Selected text -
□ □ □ □ □ □ □

B-2 “Condor”

Curtiss B-2 formation flight over Atlantic City, N.J. S/N 28-399 is in the foreground (tail section only). (U.S. Air Force photo)

Curtiss B-2 formation flight over Atlantic City, N.J. S/N 28-399 is in the foreground (tail section only). (U.S. Air Force photo)

The military aviation industry didn’t stop between World War I and World War II, it just didn’t move as quickly in the 1920s as it did in the 1930s and 40s.

Take the 1929 offering from the Curtiss Aeroplane and Motor Company, the B-2 “Condor.” Evolving from the Martin NBS-1 bomber, the “Condor” had a short service life as the era of the biplane quickly came to an end in interwar years. But its design isn’t much of a stretch from the twin-engined medium bombers we would see in WWII. Straight-winged with two engines. The B-2 was also a big aircraft for its time, too large for most airplane hangers of the era.

The Army ordered a single XB-2 prototype in 1926, and it flew for the first time in September 1927. The only differences between the “Condor” and the NBS-1 were a thicker airfoil, steel tubing instead of a wood frame, and upgraded engines. Other than that, it was remarkable similar to the older bomber, and that made the B-2 outdated almost as soon as it left the gate.

□ □ □ □ □ □ □

Entries provided -
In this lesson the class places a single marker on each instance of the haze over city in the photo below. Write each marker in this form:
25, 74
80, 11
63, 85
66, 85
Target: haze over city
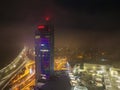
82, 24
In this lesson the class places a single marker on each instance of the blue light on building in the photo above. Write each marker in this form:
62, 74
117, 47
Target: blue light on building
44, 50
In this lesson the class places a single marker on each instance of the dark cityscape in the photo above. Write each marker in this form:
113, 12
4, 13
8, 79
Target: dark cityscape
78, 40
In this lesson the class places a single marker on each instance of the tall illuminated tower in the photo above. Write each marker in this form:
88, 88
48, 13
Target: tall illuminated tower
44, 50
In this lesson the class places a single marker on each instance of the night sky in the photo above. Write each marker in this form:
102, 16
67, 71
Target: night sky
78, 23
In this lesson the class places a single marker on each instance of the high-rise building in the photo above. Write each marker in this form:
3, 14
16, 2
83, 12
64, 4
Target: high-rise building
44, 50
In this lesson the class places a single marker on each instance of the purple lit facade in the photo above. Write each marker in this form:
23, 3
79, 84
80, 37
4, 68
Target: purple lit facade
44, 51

□ □ □ □ □ □ □

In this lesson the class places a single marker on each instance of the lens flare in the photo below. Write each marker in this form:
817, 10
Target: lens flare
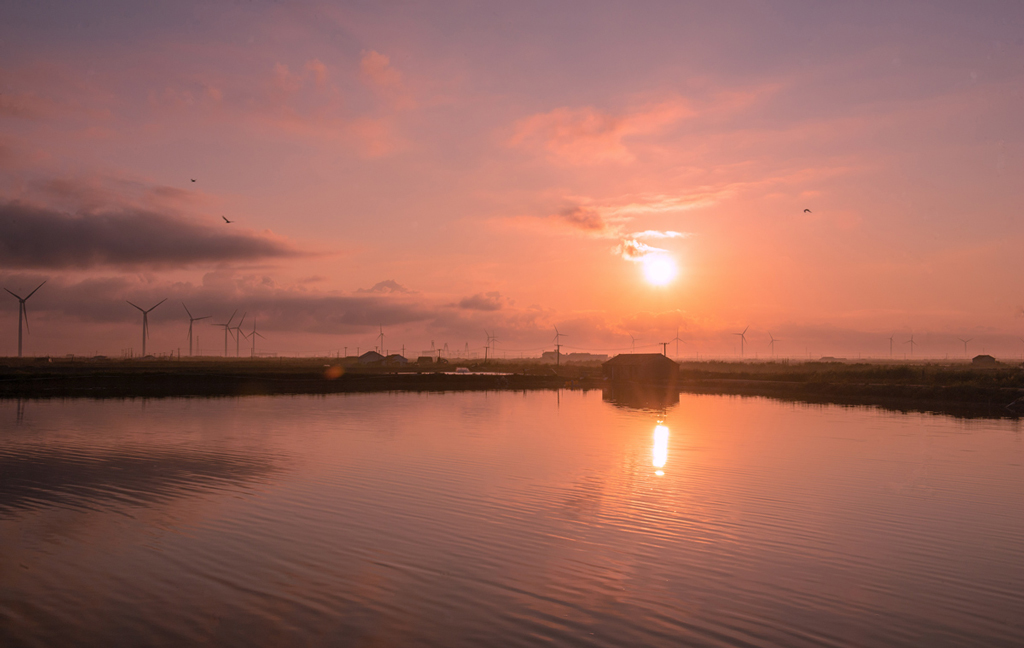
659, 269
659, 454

□ □ □ □ □ □ □

What needs to be done -
Per the text on the Curtiss B-2 "Condor," what were the only differences between the "Condor" and the NBS-1?

Task answer -
A thicker airfoil, steel tubing instead of a wood frame, and upgraded engines.